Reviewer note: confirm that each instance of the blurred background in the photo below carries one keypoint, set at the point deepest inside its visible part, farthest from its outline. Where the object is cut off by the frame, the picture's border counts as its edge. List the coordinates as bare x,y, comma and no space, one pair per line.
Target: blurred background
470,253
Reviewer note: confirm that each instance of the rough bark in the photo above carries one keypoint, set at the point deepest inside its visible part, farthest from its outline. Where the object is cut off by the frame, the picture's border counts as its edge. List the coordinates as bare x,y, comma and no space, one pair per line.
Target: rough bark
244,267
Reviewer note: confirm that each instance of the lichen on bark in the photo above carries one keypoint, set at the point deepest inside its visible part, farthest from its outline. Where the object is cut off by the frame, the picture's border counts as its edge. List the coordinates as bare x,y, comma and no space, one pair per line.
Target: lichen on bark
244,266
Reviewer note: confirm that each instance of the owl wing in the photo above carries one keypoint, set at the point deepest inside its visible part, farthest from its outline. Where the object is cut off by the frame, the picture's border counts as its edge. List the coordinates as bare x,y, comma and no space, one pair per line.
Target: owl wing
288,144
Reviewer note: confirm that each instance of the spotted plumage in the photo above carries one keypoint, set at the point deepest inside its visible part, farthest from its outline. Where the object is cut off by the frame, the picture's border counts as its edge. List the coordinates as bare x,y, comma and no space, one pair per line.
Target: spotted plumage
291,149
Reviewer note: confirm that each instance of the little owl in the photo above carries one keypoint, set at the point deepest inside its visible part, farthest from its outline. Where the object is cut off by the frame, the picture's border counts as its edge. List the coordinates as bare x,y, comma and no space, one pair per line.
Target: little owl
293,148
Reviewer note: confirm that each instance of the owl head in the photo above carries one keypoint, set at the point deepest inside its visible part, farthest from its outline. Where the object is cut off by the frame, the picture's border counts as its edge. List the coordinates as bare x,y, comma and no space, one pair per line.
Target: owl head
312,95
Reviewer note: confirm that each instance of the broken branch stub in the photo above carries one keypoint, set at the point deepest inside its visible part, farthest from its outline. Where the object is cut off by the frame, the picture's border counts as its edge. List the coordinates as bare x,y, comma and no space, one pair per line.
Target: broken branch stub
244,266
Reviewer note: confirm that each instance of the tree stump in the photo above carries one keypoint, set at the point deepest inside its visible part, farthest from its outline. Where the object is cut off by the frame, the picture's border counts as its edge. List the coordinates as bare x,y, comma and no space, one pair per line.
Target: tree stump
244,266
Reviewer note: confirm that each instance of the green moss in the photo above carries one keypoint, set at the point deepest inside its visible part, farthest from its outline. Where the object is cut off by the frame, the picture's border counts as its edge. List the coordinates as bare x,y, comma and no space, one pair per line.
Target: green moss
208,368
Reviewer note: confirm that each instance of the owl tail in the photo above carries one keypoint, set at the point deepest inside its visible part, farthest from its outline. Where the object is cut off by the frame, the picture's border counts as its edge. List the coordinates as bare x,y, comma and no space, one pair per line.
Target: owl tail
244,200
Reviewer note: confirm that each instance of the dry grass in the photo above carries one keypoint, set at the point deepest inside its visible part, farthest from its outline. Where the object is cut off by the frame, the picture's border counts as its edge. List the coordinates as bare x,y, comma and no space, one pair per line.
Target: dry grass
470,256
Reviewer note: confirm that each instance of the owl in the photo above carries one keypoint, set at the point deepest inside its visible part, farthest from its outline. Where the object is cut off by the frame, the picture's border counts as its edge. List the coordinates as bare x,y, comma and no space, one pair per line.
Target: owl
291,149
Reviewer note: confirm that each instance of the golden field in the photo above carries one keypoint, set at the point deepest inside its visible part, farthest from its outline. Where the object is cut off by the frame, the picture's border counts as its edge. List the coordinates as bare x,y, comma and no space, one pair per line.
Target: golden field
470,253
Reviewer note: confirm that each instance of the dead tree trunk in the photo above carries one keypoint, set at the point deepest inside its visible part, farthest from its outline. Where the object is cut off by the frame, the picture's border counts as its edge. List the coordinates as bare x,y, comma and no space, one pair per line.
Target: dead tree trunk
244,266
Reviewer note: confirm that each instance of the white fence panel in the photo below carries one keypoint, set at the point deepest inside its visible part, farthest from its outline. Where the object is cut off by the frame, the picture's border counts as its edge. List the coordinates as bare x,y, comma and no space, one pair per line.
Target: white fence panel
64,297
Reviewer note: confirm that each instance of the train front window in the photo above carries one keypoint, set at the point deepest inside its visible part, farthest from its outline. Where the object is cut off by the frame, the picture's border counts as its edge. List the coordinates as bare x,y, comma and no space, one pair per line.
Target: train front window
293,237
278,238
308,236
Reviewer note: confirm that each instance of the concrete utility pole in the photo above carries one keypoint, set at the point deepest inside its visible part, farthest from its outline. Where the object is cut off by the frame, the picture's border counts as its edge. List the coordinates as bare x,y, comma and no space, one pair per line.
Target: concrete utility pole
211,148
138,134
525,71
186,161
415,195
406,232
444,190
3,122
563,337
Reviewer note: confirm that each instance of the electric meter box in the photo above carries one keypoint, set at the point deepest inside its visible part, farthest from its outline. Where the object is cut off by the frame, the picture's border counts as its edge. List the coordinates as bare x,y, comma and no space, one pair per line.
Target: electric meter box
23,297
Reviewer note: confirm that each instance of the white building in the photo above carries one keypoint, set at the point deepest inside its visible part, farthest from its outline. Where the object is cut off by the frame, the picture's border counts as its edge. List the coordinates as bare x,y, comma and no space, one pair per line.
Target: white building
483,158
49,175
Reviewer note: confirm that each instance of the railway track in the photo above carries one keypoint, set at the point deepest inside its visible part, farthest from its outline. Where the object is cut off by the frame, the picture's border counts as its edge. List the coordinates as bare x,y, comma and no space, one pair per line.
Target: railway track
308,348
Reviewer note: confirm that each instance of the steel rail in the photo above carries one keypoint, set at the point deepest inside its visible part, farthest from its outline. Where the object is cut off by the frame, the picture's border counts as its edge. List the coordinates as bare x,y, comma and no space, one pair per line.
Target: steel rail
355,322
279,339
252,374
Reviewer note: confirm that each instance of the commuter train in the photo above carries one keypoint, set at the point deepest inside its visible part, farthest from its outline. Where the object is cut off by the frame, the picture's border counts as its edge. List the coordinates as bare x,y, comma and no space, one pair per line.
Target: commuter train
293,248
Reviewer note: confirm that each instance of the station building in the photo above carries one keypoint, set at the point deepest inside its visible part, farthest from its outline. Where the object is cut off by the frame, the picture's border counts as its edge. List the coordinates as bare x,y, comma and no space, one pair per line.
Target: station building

****************

EXERCISE DETAILS: Among the lines above, which ones include the word "below"? Copy them.

EXERCISE OUTPUT:
Reviewer note: confirm that each instance of the blurred background in the photo below carries one keypoint, set at the point deepest inside its visible part, farthest from its outline. Where the object is cut off by the frame, the picture's border counts as its edge. List the coordinates as bare x,y, comma and no space, one pair per line.
Reviewer note: confirm that each instance of the white fence panel in the photo below carries one keypoint, set at the point deepest inside its visible part, farthest from its outline. Where the object is cut off by the frame, the picture's border counts as its edge. List the coordinates as bare x,y, comma and no space, one pair per line.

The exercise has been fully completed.